=== WORK ITEM ===
Across the whole listing, filter for the string "colored" and copy every line that has it.

RECORDED DATA Start Marker

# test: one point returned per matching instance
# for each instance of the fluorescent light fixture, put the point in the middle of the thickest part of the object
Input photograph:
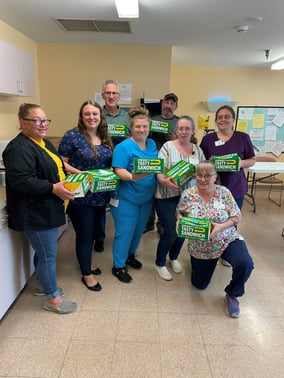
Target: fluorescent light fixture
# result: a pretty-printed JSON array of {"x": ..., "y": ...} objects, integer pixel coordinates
[
  {"x": 127, "y": 8},
  {"x": 278, "y": 65}
]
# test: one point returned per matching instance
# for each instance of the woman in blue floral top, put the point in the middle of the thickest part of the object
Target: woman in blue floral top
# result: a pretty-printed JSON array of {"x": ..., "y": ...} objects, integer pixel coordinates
[
  {"x": 88, "y": 147},
  {"x": 216, "y": 203}
]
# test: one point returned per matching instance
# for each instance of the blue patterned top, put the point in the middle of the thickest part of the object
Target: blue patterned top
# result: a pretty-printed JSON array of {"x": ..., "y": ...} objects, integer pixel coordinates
[{"x": 75, "y": 147}]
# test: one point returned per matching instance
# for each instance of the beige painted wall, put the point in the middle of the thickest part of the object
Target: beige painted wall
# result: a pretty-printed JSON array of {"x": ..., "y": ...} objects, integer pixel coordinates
[
  {"x": 9, "y": 104},
  {"x": 69, "y": 74},
  {"x": 247, "y": 86}
]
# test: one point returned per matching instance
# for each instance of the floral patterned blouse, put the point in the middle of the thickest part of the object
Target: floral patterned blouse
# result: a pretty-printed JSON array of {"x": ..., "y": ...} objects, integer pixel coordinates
[
  {"x": 74, "y": 146},
  {"x": 221, "y": 207}
]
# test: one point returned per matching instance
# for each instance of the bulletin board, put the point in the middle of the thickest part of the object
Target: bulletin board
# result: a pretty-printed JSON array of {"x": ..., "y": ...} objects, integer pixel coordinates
[{"x": 265, "y": 126}]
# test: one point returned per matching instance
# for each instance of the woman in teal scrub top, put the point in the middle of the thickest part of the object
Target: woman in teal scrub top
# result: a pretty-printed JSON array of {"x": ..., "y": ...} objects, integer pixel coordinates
[{"x": 131, "y": 204}]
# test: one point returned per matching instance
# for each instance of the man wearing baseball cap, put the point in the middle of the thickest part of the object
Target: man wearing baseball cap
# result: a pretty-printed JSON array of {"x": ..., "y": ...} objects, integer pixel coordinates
[{"x": 168, "y": 106}]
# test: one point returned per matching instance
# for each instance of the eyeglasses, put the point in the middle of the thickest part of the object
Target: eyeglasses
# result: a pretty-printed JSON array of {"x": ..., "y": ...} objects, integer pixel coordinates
[
  {"x": 206, "y": 177},
  {"x": 184, "y": 129},
  {"x": 227, "y": 116},
  {"x": 38, "y": 121},
  {"x": 111, "y": 93}
]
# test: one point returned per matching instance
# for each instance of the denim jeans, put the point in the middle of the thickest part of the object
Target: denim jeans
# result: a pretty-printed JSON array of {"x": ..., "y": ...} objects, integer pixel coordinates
[
  {"x": 89, "y": 225},
  {"x": 242, "y": 265},
  {"x": 44, "y": 243},
  {"x": 169, "y": 243}
]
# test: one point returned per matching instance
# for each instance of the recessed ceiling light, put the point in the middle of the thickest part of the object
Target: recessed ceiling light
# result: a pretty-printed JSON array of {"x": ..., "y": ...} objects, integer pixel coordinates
[{"x": 127, "y": 8}]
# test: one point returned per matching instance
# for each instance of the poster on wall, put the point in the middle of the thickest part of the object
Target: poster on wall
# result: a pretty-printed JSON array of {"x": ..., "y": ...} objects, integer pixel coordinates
[{"x": 265, "y": 126}]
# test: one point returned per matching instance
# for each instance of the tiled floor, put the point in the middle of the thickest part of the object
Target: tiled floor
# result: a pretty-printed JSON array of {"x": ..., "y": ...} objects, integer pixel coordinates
[{"x": 153, "y": 328}]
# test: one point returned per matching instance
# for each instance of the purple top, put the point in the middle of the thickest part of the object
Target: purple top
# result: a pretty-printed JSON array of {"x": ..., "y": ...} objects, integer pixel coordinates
[
  {"x": 239, "y": 143},
  {"x": 74, "y": 146}
]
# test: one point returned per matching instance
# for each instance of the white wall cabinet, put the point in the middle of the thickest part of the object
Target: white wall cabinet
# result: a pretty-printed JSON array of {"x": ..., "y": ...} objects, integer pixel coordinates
[{"x": 17, "y": 71}]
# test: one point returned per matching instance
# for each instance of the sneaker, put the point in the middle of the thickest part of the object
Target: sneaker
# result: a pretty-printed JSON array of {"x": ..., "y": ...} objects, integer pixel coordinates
[
  {"x": 225, "y": 263},
  {"x": 133, "y": 262},
  {"x": 176, "y": 266},
  {"x": 122, "y": 275},
  {"x": 163, "y": 273},
  {"x": 232, "y": 306},
  {"x": 40, "y": 293},
  {"x": 65, "y": 307},
  {"x": 99, "y": 246}
]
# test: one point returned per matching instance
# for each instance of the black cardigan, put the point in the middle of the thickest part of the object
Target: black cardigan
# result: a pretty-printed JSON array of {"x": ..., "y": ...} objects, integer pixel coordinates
[{"x": 30, "y": 173}]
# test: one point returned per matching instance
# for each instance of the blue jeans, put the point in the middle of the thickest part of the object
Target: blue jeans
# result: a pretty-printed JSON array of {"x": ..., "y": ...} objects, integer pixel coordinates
[
  {"x": 44, "y": 243},
  {"x": 89, "y": 225},
  {"x": 130, "y": 222},
  {"x": 238, "y": 256},
  {"x": 169, "y": 243}
]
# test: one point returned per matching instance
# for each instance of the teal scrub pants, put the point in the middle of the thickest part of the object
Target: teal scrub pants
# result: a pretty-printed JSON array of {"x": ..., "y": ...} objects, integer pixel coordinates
[{"x": 130, "y": 221}]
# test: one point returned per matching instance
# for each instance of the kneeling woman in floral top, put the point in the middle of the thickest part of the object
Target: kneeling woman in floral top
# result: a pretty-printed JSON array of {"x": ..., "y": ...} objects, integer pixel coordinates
[{"x": 216, "y": 203}]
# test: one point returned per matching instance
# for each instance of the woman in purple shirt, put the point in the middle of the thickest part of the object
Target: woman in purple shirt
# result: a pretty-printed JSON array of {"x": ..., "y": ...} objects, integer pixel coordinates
[{"x": 227, "y": 141}]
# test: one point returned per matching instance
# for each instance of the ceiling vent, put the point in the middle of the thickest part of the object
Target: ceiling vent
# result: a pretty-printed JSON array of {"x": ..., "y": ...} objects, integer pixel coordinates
[{"x": 94, "y": 25}]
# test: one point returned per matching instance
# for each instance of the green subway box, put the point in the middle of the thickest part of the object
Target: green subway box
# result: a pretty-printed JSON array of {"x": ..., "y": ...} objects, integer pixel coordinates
[
  {"x": 181, "y": 172},
  {"x": 103, "y": 180},
  {"x": 226, "y": 163},
  {"x": 118, "y": 130},
  {"x": 78, "y": 183},
  {"x": 194, "y": 228},
  {"x": 148, "y": 165},
  {"x": 160, "y": 127}
]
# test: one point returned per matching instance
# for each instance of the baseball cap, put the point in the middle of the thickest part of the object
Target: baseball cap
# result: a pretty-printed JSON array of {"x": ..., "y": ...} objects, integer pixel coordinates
[{"x": 171, "y": 95}]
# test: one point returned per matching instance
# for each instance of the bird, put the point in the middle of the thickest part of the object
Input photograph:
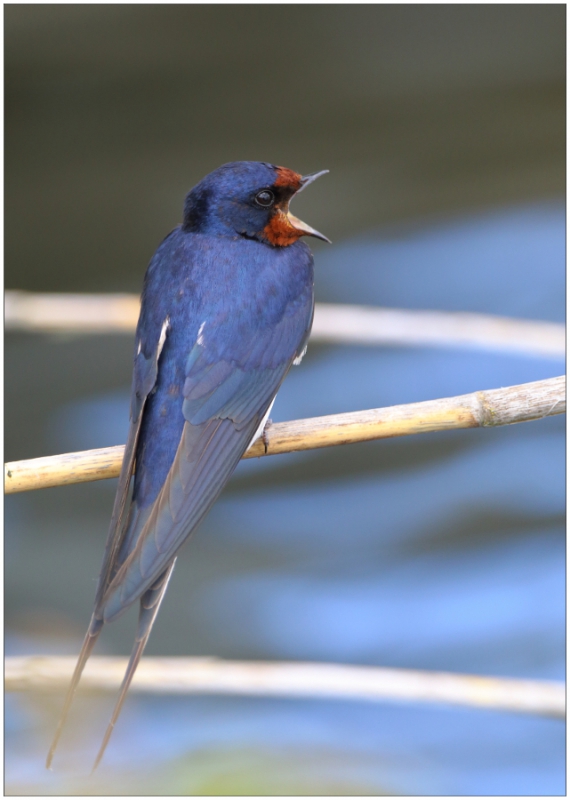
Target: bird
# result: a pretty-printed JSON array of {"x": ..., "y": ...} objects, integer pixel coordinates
[{"x": 226, "y": 309}]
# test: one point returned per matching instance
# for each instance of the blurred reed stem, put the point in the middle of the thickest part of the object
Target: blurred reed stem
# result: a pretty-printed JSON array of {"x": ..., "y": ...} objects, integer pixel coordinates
[
  {"x": 528, "y": 401},
  {"x": 298, "y": 679}
]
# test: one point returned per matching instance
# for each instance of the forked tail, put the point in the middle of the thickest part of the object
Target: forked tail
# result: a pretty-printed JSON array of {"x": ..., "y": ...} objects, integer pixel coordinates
[
  {"x": 95, "y": 627},
  {"x": 149, "y": 605}
]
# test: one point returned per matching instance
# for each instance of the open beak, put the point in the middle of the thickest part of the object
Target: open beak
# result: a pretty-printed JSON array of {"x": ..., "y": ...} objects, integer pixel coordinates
[{"x": 298, "y": 224}]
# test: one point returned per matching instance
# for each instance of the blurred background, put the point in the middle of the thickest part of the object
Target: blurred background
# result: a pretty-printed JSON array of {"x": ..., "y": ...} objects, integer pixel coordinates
[{"x": 443, "y": 127}]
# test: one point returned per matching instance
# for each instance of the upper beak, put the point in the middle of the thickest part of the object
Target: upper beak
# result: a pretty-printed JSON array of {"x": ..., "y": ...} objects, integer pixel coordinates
[
  {"x": 299, "y": 224},
  {"x": 307, "y": 179}
]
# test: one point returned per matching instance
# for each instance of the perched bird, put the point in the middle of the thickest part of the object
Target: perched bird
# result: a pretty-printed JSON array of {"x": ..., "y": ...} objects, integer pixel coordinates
[{"x": 227, "y": 308}]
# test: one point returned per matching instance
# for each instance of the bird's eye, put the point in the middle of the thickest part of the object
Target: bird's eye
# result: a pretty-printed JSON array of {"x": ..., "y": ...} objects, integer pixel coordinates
[{"x": 264, "y": 198}]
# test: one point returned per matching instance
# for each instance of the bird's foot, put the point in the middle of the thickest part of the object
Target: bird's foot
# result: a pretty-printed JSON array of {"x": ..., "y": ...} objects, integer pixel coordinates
[{"x": 264, "y": 434}]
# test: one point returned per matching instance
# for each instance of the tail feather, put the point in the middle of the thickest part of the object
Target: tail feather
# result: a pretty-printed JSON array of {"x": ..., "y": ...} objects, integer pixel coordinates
[
  {"x": 149, "y": 605},
  {"x": 95, "y": 628}
]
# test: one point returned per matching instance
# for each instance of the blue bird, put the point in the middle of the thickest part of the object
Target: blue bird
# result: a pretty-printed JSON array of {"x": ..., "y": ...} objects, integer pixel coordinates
[{"x": 227, "y": 308}]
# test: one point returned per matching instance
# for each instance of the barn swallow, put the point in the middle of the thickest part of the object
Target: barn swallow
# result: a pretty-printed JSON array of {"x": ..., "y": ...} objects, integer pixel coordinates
[{"x": 226, "y": 310}]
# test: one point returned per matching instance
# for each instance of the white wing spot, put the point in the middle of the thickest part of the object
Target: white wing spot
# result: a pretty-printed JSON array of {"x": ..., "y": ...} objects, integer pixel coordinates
[
  {"x": 299, "y": 358},
  {"x": 200, "y": 339},
  {"x": 162, "y": 339}
]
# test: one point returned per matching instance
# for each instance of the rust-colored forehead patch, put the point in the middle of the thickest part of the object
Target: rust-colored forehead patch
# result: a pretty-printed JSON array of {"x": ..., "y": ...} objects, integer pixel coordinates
[{"x": 289, "y": 179}]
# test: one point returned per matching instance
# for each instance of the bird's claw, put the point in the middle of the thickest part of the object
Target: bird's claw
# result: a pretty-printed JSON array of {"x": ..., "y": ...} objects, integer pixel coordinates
[{"x": 264, "y": 435}]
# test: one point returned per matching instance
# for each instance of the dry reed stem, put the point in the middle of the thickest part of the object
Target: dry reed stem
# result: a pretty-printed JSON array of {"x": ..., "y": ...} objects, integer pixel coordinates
[
  {"x": 494, "y": 407},
  {"x": 213, "y": 676},
  {"x": 84, "y": 313}
]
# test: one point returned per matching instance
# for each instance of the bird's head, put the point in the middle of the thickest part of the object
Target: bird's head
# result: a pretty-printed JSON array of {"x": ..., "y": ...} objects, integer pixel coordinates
[{"x": 249, "y": 199}]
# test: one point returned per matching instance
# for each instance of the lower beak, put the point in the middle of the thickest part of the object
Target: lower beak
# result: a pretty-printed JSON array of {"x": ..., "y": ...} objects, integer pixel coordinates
[
  {"x": 297, "y": 223},
  {"x": 305, "y": 229}
]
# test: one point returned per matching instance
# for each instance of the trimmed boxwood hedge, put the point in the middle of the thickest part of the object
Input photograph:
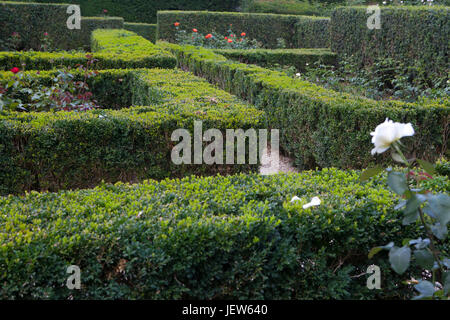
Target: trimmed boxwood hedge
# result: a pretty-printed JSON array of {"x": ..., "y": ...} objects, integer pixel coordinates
[
  {"x": 145, "y": 10},
  {"x": 313, "y": 32},
  {"x": 31, "y": 20},
  {"x": 234, "y": 237},
  {"x": 281, "y": 7},
  {"x": 114, "y": 49},
  {"x": 418, "y": 34},
  {"x": 321, "y": 127},
  {"x": 148, "y": 31},
  {"x": 266, "y": 28},
  {"x": 61, "y": 150},
  {"x": 299, "y": 58}
]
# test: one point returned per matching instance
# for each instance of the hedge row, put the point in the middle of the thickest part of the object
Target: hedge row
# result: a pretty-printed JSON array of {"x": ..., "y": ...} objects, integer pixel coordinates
[
  {"x": 313, "y": 33},
  {"x": 266, "y": 28},
  {"x": 417, "y": 34},
  {"x": 63, "y": 150},
  {"x": 235, "y": 237},
  {"x": 299, "y": 58},
  {"x": 122, "y": 49},
  {"x": 281, "y": 7},
  {"x": 144, "y": 10},
  {"x": 148, "y": 31},
  {"x": 321, "y": 127},
  {"x": 32, "y": 20}
]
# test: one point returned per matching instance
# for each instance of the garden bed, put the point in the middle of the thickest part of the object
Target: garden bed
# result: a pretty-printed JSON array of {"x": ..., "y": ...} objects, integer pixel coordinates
[
  {"x": 64, "y": 150},
  {"x": 235, "y": 237}
]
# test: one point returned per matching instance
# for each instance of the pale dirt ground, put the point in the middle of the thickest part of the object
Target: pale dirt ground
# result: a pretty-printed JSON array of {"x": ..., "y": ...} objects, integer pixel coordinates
[{"x": 285, "y": 165}]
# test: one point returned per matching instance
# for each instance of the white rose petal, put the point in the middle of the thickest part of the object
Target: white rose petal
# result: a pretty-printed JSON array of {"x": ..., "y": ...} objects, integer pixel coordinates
[
  {"x": 314, "y": 202},
  {"x": 389, "y": 132}
]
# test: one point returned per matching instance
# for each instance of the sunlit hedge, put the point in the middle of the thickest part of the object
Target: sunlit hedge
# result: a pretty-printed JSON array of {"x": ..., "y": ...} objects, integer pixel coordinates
[
  {"x": 63, "y": 150},
  {"x": 235, "y": 237}
]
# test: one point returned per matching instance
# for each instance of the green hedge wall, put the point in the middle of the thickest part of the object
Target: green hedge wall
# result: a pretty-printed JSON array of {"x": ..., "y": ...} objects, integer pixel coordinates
[
  {"x": 235, "y": 237},
  {"x": 313, "y": 33},
  {"x": 299, "y": 58},
  {"x": 411, "y": 34},
  {"x": 148, "y": 31},
  {"x": 282, "y": 7},
  {"x": 145, "y": 10},
  {"x": 121, "y": 49},
  {"x": 31, "y": 20},
  {"x": 321, "y": 127},
  {"x": 266, "y": 28},
  {"x": 62, "y": 150}
]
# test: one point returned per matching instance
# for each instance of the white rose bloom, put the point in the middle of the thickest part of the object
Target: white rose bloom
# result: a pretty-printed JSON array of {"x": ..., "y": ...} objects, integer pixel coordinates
[
  {"x": 389, "y": 132},
  {"x": 314, "y": 202}
]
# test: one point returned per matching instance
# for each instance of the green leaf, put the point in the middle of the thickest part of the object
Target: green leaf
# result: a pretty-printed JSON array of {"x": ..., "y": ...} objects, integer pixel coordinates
[
  {"x": 397, "y": 182},
  {"x": 400, "y": 259},
  {"x": 369, "y": 173},
  {"x": 425, "y": 288},
  {"x": 398, "y": 158},
  {"x": 428, "y": 167},
  {"x": 447, "y": 282},
  {"x": 439, "y": 231},
  {"x": 439, "y": 205},
  {"x": 411, "y": 211},
  {"x": 424, "y": 258},
  {"x": 375, "y": 250}
]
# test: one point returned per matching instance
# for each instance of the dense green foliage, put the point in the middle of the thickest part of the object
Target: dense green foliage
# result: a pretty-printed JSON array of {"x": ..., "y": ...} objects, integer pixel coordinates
[
  {"x": 124, "y": 49},
  {"x": 32, "y": 20},
  {"x": 320, "y": 127},
  {"x": 296, "y": 7},
  {"x": 61, "y": 150},
  {"x": 144, "y": 10},
  {"x": 266, "y": 28},
  {"x": 409, "y": 34},
  {"x": 298, "y": 58},
  {"x": 313, "y": 32},
  {"x": 235, "y": 237},
  {"x": 148, "y": 31}
]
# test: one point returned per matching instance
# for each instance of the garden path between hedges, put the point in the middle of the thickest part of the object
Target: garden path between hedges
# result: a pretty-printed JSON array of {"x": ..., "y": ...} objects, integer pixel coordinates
[{"x": 286, "y": 164}]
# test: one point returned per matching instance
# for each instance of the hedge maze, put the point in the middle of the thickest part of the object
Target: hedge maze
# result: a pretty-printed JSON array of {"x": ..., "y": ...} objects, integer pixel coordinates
[{"x": 99, "y": 189}]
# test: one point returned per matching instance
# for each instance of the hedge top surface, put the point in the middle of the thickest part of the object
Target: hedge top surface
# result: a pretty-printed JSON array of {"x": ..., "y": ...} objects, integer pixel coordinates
[
  {"x": 280, "y": 81},
  {"x": 122, "y": 42},
  {"x": 164, "y": 95},
  {"x": 65, "y": 217}
]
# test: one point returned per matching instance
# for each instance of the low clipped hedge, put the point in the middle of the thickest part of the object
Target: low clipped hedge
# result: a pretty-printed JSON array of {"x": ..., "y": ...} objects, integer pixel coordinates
[
  {"x": 32, "y": 20},
  {"x": 145, "y": 30},
  {"x": 321, "y": 127},
  {"x": 62, "y": 150},
  {"x": 89, "y": 24},
  {"x": 313, "y": 33},
  {"x": 299, "y": 58},
  {"x": 113, "y": 49},
  {"x": 145, "y": 10},
  {"x": 282, "y": 7},
  {"x": 266, "y": 28},
  {"x": 234, "y": 237},
  {"x": 418, "y": 34}
]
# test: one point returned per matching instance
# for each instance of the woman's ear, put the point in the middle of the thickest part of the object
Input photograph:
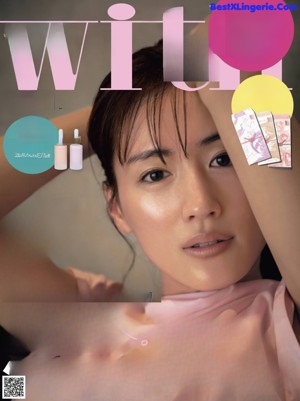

RECORDED DATA End Marker

=== YOUR SOLUTION ===
# for each instance of the rust-colored forehead patch, put the point in the middle of the thickest part of the object
Target: rust-colored forehead patch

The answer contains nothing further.